- [PROBLEM DETAILS]:
From the line containing "dirt path, one" down to the last line of the material, return those lines verbatim and only those.

- [EXERCISE DATA]:
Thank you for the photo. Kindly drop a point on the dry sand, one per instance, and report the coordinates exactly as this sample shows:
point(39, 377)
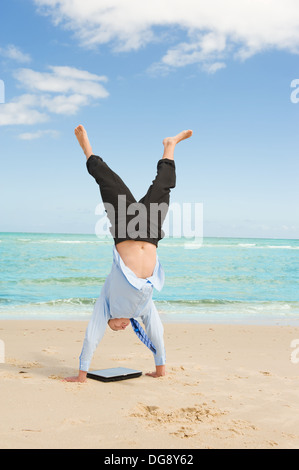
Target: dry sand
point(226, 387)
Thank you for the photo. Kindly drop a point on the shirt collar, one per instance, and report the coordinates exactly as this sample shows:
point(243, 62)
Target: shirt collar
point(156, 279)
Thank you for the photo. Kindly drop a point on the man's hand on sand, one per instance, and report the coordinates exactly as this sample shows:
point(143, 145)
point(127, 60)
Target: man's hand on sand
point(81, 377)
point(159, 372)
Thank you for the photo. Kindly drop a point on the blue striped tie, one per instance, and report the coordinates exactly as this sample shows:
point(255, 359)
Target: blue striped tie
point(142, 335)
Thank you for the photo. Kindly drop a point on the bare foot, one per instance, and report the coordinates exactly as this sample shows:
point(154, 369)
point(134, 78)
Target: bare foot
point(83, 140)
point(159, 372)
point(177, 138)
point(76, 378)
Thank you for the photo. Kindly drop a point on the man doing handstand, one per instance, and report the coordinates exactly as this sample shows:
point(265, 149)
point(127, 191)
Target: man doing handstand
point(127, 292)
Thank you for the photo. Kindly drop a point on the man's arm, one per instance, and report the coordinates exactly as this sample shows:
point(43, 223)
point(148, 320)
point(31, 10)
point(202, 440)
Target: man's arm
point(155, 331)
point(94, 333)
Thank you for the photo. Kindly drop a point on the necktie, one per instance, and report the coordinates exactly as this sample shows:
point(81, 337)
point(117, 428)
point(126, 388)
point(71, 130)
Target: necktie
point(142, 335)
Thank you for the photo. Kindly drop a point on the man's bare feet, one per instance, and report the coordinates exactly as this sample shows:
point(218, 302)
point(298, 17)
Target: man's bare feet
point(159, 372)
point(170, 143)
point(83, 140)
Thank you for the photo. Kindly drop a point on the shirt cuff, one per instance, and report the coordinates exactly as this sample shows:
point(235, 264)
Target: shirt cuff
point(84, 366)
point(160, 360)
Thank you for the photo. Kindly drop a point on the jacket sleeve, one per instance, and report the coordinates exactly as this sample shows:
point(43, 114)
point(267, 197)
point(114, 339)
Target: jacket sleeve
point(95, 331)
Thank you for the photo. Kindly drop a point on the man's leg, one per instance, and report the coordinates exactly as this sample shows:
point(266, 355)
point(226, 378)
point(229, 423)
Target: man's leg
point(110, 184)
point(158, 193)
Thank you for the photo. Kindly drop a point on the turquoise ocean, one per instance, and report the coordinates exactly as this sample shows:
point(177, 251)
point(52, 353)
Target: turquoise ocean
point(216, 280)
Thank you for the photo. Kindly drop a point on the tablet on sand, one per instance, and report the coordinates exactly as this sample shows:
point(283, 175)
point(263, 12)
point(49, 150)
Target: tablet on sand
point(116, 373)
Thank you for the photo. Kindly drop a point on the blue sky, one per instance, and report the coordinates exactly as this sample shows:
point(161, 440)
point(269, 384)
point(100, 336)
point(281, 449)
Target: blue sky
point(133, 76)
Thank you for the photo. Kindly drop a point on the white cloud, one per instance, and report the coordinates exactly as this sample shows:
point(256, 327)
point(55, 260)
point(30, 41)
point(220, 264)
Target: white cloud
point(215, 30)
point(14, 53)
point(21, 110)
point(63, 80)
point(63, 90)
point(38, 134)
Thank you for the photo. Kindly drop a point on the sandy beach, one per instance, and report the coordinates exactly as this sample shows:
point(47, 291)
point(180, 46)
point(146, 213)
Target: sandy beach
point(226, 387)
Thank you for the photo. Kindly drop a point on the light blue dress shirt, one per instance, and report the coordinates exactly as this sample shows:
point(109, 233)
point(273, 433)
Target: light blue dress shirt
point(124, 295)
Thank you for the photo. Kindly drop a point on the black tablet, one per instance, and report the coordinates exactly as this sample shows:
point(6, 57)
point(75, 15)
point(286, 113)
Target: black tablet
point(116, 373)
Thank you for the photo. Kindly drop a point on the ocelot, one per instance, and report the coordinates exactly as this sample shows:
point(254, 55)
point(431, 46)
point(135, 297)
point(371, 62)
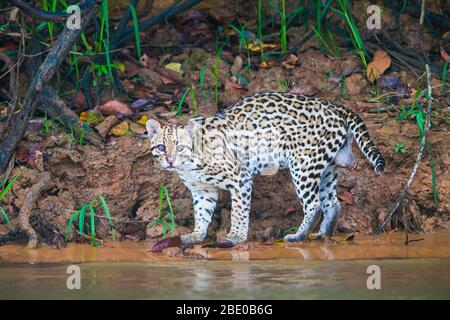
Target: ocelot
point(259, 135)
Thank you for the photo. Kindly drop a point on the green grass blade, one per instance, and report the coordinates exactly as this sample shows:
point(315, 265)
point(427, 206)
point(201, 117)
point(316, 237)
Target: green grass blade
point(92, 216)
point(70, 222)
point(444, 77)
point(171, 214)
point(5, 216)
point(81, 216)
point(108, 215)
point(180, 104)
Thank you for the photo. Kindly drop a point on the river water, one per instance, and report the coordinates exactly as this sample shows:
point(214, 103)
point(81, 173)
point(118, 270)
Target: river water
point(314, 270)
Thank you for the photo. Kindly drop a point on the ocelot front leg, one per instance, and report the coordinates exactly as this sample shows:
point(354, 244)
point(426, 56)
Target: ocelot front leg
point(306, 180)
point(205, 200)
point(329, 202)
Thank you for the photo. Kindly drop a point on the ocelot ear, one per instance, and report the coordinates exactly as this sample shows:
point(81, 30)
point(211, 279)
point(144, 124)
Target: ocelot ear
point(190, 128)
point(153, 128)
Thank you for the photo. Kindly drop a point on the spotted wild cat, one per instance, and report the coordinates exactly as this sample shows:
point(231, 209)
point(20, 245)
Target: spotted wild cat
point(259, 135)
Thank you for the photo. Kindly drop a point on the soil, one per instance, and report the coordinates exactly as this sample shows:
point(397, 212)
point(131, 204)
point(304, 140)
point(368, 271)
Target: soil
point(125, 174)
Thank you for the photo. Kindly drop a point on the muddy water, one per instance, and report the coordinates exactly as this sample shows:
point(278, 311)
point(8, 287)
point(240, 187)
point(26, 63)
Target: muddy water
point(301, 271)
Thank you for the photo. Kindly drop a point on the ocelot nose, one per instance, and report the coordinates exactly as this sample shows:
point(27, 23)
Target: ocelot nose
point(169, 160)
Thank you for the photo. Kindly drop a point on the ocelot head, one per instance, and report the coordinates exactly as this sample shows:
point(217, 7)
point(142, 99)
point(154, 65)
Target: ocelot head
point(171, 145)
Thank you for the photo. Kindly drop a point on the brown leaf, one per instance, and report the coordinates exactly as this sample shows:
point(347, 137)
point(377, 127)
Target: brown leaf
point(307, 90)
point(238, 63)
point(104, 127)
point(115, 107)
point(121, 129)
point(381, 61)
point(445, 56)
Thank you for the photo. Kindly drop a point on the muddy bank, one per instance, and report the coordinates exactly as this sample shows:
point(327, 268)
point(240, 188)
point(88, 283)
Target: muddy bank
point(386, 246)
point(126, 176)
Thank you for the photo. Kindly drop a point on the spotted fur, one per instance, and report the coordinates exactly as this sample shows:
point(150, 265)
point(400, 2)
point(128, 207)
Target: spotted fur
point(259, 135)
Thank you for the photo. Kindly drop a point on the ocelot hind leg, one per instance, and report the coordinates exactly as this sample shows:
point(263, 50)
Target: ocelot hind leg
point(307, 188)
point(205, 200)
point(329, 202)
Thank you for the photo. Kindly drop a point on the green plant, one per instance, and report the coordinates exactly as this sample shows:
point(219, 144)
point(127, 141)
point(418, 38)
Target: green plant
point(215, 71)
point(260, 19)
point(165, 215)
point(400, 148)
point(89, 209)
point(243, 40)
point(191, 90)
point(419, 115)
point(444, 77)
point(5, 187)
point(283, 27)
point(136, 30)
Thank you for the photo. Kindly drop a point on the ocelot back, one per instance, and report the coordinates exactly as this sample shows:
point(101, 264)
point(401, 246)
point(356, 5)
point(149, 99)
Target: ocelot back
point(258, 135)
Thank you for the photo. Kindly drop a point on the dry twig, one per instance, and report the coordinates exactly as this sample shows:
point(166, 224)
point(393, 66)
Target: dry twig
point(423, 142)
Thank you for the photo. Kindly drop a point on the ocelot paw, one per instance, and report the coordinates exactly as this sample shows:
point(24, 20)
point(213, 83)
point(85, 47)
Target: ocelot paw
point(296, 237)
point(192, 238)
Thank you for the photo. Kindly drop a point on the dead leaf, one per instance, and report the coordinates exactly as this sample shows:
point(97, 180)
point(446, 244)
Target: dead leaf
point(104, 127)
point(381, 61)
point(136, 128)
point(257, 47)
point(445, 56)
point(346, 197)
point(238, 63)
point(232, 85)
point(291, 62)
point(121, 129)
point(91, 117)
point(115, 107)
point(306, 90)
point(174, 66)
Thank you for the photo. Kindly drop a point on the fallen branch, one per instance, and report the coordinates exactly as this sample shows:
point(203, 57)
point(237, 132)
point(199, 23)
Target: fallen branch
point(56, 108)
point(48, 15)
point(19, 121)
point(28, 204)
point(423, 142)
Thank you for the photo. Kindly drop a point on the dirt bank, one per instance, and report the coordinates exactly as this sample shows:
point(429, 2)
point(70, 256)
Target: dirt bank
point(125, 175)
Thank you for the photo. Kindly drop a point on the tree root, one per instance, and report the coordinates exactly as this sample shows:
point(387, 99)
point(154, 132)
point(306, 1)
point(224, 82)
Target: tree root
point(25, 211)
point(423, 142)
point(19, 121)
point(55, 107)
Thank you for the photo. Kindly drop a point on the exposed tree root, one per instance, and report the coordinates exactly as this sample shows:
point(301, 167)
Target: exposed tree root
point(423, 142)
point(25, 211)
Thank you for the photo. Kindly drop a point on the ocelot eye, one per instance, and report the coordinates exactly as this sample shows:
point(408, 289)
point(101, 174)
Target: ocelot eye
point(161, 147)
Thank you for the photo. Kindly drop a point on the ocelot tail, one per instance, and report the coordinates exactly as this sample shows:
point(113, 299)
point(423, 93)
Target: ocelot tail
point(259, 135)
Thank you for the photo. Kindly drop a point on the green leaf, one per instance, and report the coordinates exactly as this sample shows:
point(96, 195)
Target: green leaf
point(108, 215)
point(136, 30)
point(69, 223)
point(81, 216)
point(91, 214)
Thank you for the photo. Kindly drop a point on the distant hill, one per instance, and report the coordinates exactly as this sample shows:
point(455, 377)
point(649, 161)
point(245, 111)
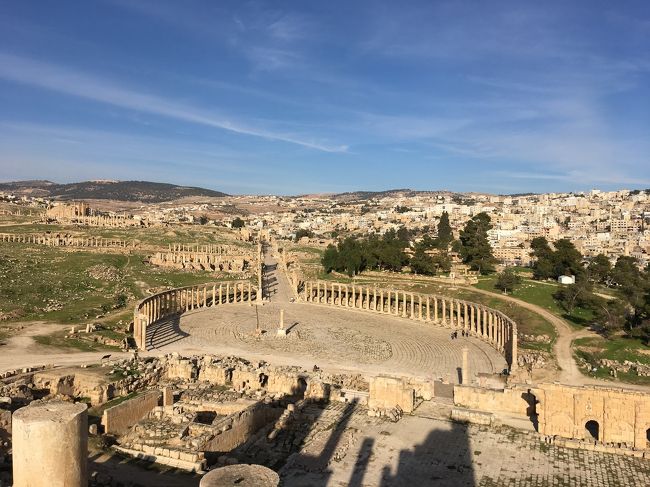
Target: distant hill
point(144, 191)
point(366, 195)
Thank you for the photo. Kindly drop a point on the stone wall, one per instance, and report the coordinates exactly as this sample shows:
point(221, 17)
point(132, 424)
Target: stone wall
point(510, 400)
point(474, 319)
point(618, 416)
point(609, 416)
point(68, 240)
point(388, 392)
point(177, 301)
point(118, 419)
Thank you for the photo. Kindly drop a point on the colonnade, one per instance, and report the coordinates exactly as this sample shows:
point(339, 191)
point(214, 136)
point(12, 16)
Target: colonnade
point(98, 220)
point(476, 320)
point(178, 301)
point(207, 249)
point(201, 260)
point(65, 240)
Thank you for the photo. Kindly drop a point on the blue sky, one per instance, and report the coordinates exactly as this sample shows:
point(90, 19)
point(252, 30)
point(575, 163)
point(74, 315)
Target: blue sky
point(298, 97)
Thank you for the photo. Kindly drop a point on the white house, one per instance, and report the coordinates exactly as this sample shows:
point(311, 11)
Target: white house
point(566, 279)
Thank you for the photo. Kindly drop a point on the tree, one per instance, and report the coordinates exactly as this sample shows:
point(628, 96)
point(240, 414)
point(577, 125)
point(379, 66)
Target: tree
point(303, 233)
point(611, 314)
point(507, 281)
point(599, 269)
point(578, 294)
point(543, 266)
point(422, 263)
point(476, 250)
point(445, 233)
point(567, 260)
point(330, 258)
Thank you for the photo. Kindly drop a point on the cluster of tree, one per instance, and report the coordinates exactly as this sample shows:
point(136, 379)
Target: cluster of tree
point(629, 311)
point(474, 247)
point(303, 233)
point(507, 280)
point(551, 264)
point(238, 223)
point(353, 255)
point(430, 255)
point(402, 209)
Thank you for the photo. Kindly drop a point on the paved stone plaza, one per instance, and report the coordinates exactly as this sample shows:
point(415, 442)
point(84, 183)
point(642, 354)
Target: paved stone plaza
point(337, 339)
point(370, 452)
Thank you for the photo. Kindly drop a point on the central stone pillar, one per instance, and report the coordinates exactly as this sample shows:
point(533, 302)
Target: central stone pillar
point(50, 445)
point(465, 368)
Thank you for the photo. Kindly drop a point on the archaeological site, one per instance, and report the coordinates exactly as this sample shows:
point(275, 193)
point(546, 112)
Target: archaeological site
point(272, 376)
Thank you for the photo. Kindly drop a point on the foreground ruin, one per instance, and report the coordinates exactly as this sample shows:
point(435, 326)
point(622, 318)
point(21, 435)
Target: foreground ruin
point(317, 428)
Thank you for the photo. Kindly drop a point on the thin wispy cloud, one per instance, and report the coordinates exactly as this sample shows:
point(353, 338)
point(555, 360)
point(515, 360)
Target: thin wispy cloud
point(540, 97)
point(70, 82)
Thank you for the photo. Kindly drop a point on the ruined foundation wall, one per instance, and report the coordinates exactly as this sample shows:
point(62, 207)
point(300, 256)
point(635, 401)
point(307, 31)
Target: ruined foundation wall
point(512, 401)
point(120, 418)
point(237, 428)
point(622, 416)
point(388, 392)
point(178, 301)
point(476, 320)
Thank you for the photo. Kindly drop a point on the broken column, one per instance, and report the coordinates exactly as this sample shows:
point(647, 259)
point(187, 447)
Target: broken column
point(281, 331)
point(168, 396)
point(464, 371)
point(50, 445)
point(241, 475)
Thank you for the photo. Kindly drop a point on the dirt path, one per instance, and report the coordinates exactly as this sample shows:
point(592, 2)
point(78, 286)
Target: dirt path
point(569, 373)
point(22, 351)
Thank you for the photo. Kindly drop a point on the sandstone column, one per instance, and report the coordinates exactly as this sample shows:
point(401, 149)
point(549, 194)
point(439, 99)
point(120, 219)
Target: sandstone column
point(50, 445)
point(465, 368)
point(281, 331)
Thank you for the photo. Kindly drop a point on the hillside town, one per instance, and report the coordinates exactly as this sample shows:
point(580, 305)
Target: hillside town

- [OUTPUT OF THE TASK]:
Thank you for the photo. Kindly drop a point on the dirt path, one per instance, and report the coordinates exactly as this sample shows:
point(592, 2)
point(78, 286)
Target: dirt path
point(569, 373)
point(22, 351)
Thank you for the photo. Kindly drop a point on the sandstone column, one per instance, and report the coordinates exactly as this sample shows:
point(401, 149)
point(549, 194)
point(439, 99)
point(120, 219)
Target: sandstone column
point(50, 445)
point(465, 368)
point(281, 331)
Thank you for the photo. Kindly drop a point on the hillside town, one per instance, and report the coordinates exactly as this sample shows:
point(580, 305)
Target: hillside town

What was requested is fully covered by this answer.